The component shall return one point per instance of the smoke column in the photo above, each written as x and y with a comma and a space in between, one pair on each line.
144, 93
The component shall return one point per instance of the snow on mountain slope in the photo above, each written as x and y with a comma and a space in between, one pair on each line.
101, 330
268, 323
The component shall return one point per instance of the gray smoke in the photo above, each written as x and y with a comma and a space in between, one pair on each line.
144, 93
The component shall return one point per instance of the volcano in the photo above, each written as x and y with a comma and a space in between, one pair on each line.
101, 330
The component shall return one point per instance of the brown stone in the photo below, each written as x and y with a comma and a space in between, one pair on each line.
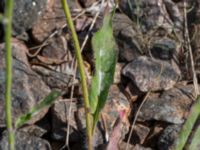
27, 87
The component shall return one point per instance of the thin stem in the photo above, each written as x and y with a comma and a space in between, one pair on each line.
82, 73
8, 103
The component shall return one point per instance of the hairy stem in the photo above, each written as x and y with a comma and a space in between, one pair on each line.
8, 103
82, 73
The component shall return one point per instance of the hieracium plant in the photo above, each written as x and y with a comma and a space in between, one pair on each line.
6, 19
105, 56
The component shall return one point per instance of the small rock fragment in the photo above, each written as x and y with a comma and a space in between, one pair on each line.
149, 74
61, 119
168, 137
27, 87
24, 141
171, 106
26, 13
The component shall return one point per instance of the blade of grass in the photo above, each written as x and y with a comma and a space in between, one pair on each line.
8, 97
105, 55
47, 101
195, 144
187, 127
82, 73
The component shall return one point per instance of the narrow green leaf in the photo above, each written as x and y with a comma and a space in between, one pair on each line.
187, 127
105, 54
47, 101
195, 144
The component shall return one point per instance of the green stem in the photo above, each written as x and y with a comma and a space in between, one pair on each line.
8, 103
82, 73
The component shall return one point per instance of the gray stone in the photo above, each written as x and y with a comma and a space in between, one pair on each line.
61, 119
149, 74
128, 37
27, 87
52, 19
26, 13
153, 14
163, 49
34, 130
116, 102
168, 137
24, 141
170, 106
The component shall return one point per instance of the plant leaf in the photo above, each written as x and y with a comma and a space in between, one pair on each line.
47, 101
105, 54
195, 143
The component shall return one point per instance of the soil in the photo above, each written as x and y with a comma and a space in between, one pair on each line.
153, 79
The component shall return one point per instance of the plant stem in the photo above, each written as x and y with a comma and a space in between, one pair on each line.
82, 73
8, 103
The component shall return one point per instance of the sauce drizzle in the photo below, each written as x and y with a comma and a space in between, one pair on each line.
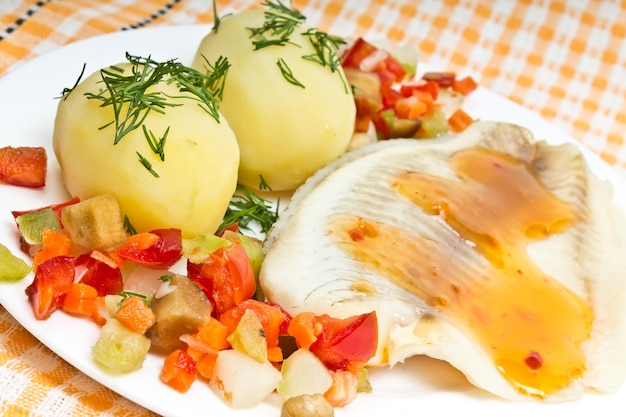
526, 321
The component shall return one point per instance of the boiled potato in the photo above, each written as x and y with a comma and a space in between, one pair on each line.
189, 189
285, 132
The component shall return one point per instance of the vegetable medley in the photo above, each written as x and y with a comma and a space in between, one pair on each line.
195, 300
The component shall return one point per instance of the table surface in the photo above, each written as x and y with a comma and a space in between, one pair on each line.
565, 60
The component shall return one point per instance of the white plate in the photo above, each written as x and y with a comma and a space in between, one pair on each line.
422, 385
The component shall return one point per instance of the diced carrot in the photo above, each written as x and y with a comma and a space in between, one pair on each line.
54, 243
275, 354
135, 314
459, 120
464, 85
82, 300
179, 370
207, 364
305, 328
343, 388
214, 334
271, 317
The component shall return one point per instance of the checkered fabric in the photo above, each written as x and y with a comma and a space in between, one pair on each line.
565, 60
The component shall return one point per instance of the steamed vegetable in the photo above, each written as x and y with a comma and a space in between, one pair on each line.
151, 134
285, 97
24, 166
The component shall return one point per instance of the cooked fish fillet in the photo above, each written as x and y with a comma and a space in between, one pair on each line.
498, 254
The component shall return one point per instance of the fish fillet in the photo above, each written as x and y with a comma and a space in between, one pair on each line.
499, 254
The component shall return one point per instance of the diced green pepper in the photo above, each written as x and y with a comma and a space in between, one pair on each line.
433, 125
12, 268
33, 223
198, 249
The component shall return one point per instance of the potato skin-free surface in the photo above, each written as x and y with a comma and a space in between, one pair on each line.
196, 179
285, 132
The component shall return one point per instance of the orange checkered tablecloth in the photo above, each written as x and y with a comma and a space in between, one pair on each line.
565, 60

_____

Task directions »
Each record above should be duplicated word for word, with no pictures included.

Task response »
The component shall return one point per instance of the smoke column in the photo above, each written as x and y with a comma and a space in between, one pair on each line.
144, 93
The component shall return one point per instance of the snow on mountain slope in the photo above, each written as x and y with a comma and a space in between, one pair on each line.
101, 330
268, 323
The component shall return one point per instance of the gray smoke in the photo above, each written as x and y with a comma and a space in between, one pair on each line.
144, 93
The component shall return one point per instance of the volcano in the photo above, each written as x and y with a comma and a space in between, one pair on each line.
101, 330
The component shall return one point per instance of the brown stone in the photo below, each written as x and y with a comma and a space in between, one pair on each line.
27, 87
The component shall return one point per instance of the thin stem in the photo above, each written as x and y with a comma and a space in between, one pair on each line.
82, 73
8, 103
The component shall return one point per instance of the hairy stem in the photo above, each written as x and y with a comma and a space in between, one pair on each line.
8, 103
82, 73
The component shall return one point per instance of the hieracium plant in the photo above, each written as x and y with a comma and a space in between, one pair on each line.
6, 19
105, 56
The component shall return one point per instance of the small rock fragment in the photo above, each written as x and y with a comma and a space in between, one pair on each line.
149, 74
61, 119
168, 137
27, 87
24, 141
171, 106
26, 13
The component shall return one point per instance of the blade of grass in the photo above, each written as x and y with a comma and a space in between, one pair on each line.
8, 97
105, 55
47, 101
195, 144
187, 127
82, 73
The component shall return one point per instance of the narrow green leaf in the photo above, each written as x and y with a comma and a space in between, one pair on each line.
187, 127
105, 54
47, 101
195, 144
The component shall return one point per instance of the green stem in the photo above, each written as x and y with a comma and a space in between, one pair on each line.
8, 103
82, 73
The component shall return one point per instance of the gray stone in the photo above, each written as x and y with a comma and a space in between, one pair on each line.
61, 119
149, 74
128, 37
27, 87
52, 19
26, 13
153, 14
163, 49
34, 130
116, 102
168, 137
24, 141
170, 106
The component shall return one point per instance of the plant leaf in the photo above, each written as x and y with a comma and a space in between, one pair on each line.
47, 101
105, 54
195, 143
The component shall return one point per instance of the soil in the photo above, each written as x and y with a comma and a space in between, one pair on each line.
153, 79
The component shall return one point per instance of the plant stem in the photo above, each written as x and y with a comma and a space in between, one pair on each line.
82, 73
8, 103
The component shall return one point per instance of the sauce drizzle in the photo below, each written as x and y with a comma and a space in between, one pair on each line.
526, 321
The component shall return one point per instance of the boiled potato in the photo above, each written as x and y with a comma and a space in between, one pair on each line.
189, 189
285, 132
The component shall return one point per instance of the vegetable medley in the photo above, each written as x and y with a comma and a space in between, one pair on each line.
195, 300
The component shall return one point per instance of the table surface in the photo above, each written as x and y with a comma and a space in between, one pair on each line.
565, 60
The component shall return one point per instance of the white plate in the photo above, each written as x and y with a comma and a space in between, one pair on each line.
422, 385
The component shall return one point per instance of the diced carrot in the photo above, each written as x and y with a comma and a space in between, one pair on each line.
54, 243
275, 354
135, 314
459, 120
464, 85
82, 300
179, 370
207, 364
305, 328
343, 388
214, 334
271, 317
The component shall return one point per instance of the checkered fabric in the photo above, each written as x and y with a comma and a space in between, one pair on each line.
565, 60
The component shall return one point per instance of the steamed vegetable in the photo above, each written as x and y with a comma and a space in between, one pair on each line.
151, 134
285, 97
24, 166
The component shall return one point per instance of the cooked fish fillet in the photo above, each written as x and y with a comma and a space in between, one pair on each line.
498, 254
The component shall return one point per instance of the fish fillet in the photo above, each written as x and y with a comma and a space in between, one pair on each line.
499, 254
The component shall return one point per instance of the diced green pepper in the photo above, each written as x and y with a comma and a space in between, one pair on each line.
433, 125
12, 268
33, 223
198, 249
The component shall return one point per instance of the potato skin-free surface in the photo above, each written as x and y with a comma and a space in between, one pair on each line.
196, 179
285, 132
The component shall return one point per instance of the orange checkered tablecloth in the photo above, each written as x and y with a comma and a space in between, one pair on each line.
565, 60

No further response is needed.